§ What you have to do: Output every one of the entries below verbatim, keeping each line unchanged and in its original order.

**** Raw data

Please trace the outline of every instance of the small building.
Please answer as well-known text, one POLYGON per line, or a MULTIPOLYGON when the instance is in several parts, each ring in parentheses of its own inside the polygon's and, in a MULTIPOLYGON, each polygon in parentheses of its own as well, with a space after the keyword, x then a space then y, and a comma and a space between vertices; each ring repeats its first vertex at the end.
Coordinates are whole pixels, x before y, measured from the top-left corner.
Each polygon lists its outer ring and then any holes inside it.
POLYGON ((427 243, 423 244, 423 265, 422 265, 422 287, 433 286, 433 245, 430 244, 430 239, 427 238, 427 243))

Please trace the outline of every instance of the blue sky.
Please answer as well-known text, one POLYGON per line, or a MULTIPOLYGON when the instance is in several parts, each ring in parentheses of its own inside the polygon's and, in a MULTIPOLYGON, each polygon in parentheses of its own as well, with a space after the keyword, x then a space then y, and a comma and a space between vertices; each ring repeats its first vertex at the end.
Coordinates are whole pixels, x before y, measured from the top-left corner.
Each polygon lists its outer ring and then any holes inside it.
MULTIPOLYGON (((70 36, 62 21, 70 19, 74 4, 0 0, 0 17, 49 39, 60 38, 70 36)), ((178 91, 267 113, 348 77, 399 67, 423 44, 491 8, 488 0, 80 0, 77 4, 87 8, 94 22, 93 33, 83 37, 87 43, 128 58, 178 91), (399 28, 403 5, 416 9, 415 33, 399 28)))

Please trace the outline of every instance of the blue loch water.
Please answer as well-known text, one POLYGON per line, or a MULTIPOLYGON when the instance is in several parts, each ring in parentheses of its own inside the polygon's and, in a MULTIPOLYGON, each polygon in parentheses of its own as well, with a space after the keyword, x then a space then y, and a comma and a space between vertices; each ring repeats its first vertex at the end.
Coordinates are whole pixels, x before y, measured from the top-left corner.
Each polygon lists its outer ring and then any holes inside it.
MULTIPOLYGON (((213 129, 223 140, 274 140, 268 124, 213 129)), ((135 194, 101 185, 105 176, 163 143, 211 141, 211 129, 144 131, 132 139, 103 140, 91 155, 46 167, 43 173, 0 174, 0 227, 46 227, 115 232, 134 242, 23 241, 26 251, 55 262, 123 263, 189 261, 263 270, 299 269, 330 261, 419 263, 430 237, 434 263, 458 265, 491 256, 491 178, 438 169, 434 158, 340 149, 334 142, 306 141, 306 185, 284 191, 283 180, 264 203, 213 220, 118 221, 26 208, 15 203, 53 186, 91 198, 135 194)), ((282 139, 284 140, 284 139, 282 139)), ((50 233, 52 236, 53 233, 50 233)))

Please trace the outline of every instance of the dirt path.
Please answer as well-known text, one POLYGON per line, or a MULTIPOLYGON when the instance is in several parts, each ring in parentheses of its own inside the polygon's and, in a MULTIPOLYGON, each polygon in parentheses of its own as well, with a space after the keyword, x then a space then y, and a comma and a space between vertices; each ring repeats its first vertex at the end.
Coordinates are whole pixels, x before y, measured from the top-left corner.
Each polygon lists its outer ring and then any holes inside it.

********

§ The solution:
Please trace the outline of every instance of the small building.
Please answer as well-known text, one POLYGON per line, or a MULTIPOLYGON when the instance is in several parts, each ring in parentheses of its own inside the polygon's and, in a MULTIPOLYGON, each polygon in parentheses of its own as well, with a space after the keyword, x then a space then y, and a comma and a space between vertices; each ring repeats its first vertex at the end.
Coordinates are whole pixels, x before y, measured from the top-left corner.
Each polygon lists its outer ring and then any holes inside it.
POLYGON ((427 243, 423 244, 423 265, 422 265, 422 287, 433 286, 433 245, 430 244, 430 239, 427 238, 427 243))

Please trace the outline of every instance of the blue sky.
Please answer as well-known text, one POLYGON per line, or a MULTIPOLYGON when the instance is in several parts, each ring in parentheses of its own inside the polygon's and, in a MULTIPOLYGON, each polygon in parentheses of its own as well, with a space after the keyword, x then a space then y, and a comma and a space between vertices; each ring repeats its first vertex at the end.
Coordinates are whole pixels, x before y, measured from the top-left corner.
Each polygon lists its outer ring and then any holes inside it.
MULTIPOLYGON (((70 36, 62 21, 70 19, 74 4, 0 0, 0 17, 49 39, 60 38, 70 36)), ((178 91, 267 113, 348 77, 399 67, 423 44, 491 8, 488 0, 80 0, 77 4, 87 8, 94 22, 93 33, 83 37, 87 43, 128 58, 178 91), (399 28, 403 5, 416 9, 415 33, 399 28)))

Please trace the outline of every instance of the blue loch water.
Please answer as well-known text, one POLYGON per line, or a MULTIPOLYGON when the instance is in several parts, each ring in parentheses of its own inside the polygon's and, in a MULTIPOLYGON, each polygon in parentheses of its own as well, with a space after the keyword, x then a space then y, and a comma and a space between vertices; each ring repeats its first vertex at the end.
Coordinates are whole pixels, x before y, measured from the top-left corner.
Each polygon lists its outer ring and then any holes inside it.
MULTIPOLYGON (((213 129, 223 140, 274 140, 268 124, 213 129)), ((135 194, 101 185, 105 176, 163 143, 211 141, 211 129, 144 131, 132 139, 103 140, 91 155, 46 167, 43 173, 0 174, 0 227, 46 227, 115 232, 134 242, 23 241, 26 251, 55 262, 123 263, 189 261, 263 270, 299 269, 330 261, 419 263, 430 237, 434 263, 458 265, 491 256, 491 178, 438 169, 434 158, 340 149, 334 142, 306 141, 306 185, 284 191, 283 180, 264 203, 213 220, 118 221, 26 208, 15 203, 53 186, 91 198, 135 194)), ((282 139, 284 140, 284 139, 282 139)), ((50 233, 52 236, 53 233, 50 233)))

Please trace the outline of every instance of the dirt path.
Please answer as well-known text, one POLYGON per line, or a MULTIPOLYGON when the instance is in several parts, each ring in parentheses of its own inside the polygon's and, in a MULTIPOLYGON, each polygon in parentheses of its own as well, with a space after the keyword, x then a space then y, and a comma and a space between vertices; each ring repeats its first vertex at the end.
Coordinates are whole pixels, x before y, measured from the top-left corner.
Each polygon lists its outer ring and then any holes inside it.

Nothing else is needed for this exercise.